(Entries from a pointing dataset)
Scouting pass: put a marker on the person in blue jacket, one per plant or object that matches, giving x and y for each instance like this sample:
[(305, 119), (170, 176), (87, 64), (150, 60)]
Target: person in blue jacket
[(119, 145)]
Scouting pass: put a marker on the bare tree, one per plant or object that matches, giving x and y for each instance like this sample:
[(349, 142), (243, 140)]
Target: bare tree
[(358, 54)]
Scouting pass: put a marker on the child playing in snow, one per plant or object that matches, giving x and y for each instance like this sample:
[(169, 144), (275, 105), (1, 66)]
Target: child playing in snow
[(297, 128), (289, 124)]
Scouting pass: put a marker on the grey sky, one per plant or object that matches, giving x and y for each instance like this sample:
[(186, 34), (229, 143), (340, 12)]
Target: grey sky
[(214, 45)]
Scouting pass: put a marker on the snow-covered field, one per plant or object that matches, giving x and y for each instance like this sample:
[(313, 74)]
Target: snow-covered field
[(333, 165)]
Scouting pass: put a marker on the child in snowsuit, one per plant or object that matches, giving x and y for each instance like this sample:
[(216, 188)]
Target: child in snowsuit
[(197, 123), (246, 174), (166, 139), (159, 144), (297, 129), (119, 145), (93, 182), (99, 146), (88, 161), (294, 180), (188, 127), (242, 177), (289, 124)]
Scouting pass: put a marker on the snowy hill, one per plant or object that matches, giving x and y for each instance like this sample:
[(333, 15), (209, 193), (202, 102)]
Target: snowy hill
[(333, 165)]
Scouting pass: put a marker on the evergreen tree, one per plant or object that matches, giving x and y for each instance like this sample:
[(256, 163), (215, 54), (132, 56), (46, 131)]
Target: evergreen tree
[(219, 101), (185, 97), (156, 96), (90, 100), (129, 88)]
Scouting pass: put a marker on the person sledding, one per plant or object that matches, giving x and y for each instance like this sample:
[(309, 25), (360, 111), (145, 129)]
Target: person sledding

=== REQUIREMENTS ===
Reproduce the entries word for word, beginning at the line that contains "Scouting pass: put a marker on the grey" and stopping after the line that contains "[(214, 45)]".

=== SOLUTION BELOW ===
Scouting pass: put a marker on the grey sky, one per plant or object that matches, giving x and y for each instance like this sample:
[(186, 34), (229, 143), (340, 12)]
Target: grey sky
[(214, 45)]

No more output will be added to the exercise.